» WHAT YOU NEED TO DO
Your answer must consist of the lines running from the one that holds "Question. Locate the sea" to the end of the data, copied exactly.

» DATA SUPPLIED
════════════════
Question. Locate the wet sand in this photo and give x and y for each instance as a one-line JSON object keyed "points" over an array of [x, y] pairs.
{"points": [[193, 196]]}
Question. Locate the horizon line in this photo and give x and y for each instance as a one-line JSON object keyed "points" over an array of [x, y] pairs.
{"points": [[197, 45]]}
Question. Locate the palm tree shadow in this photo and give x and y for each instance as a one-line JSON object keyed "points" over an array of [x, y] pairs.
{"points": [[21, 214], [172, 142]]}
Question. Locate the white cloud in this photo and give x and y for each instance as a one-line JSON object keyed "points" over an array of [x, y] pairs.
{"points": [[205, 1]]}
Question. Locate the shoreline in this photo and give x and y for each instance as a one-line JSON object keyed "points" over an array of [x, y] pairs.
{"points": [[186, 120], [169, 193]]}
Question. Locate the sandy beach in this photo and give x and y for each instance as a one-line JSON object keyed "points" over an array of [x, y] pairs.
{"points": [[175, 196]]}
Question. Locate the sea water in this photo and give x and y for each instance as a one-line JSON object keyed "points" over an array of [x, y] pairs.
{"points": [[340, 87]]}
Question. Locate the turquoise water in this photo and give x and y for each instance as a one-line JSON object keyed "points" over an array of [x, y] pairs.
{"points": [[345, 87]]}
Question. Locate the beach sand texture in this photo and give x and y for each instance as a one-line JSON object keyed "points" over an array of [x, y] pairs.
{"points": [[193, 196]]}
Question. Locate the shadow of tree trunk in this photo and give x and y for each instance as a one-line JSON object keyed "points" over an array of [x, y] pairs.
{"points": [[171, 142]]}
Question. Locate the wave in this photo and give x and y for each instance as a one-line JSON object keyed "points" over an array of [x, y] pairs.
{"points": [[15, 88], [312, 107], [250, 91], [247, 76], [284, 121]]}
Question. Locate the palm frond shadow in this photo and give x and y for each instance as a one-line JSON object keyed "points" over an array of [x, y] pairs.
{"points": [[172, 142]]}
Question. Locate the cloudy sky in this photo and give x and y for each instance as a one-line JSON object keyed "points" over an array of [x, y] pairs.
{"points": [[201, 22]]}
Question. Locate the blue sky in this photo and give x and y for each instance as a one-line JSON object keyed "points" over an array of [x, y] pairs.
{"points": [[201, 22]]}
════════════════
» ANSWER
Question. Locate the sea water in this photo and give x and y for each instance as a one-line JSON object keyed "points" over an array of [x, y] pairs.
{"points": [[340, 87]]}
Question. Locate the turquoise water in this photo and give x and y for each instance as a one-line JSON object keyed "points" over an array of [x, y] pairs.
{"points": [[345, 87]]}
Question. Locate the beach sand texture in this photo and give x and y for each instance as a one-line JSON object keyed "points" over an array of [x, y] pairs.
{"points": [[193, 196]]}
Question. Locate the shadow of tree trunk in this photo and give x and y for each instance as a one-line JSON object keyed "points" over an array of [x, y] pairs.
{"points": [[171, 142]]}
Question. Locate the wave in this photo and give x and y for each instance as a one-line JSON object keyed "points" over an array of [x, y] pairs.
{"points": [[15, 88], [312, 107], [250, 91], [247, 76], [284, 121]]}
Question. Locate the palm frond shadow in this photo and give x and y for each instance as a one-line JSON object keyed "points" over an array of [x, y] pairs.
{"points": [[172, 142]]}
Question. Locate the cloudy sky in this photo and give x and y for each instance as a one-line JSON object keyed "points" over an array of [x, y] pairs.
{"points": [[201, 22]]}
Question. Locate the blue sky in this photo and give x and y for each instance as a one-line JSON object keyed "points" over an array of [x, y] pairs.
{"points": [[201, 22]]}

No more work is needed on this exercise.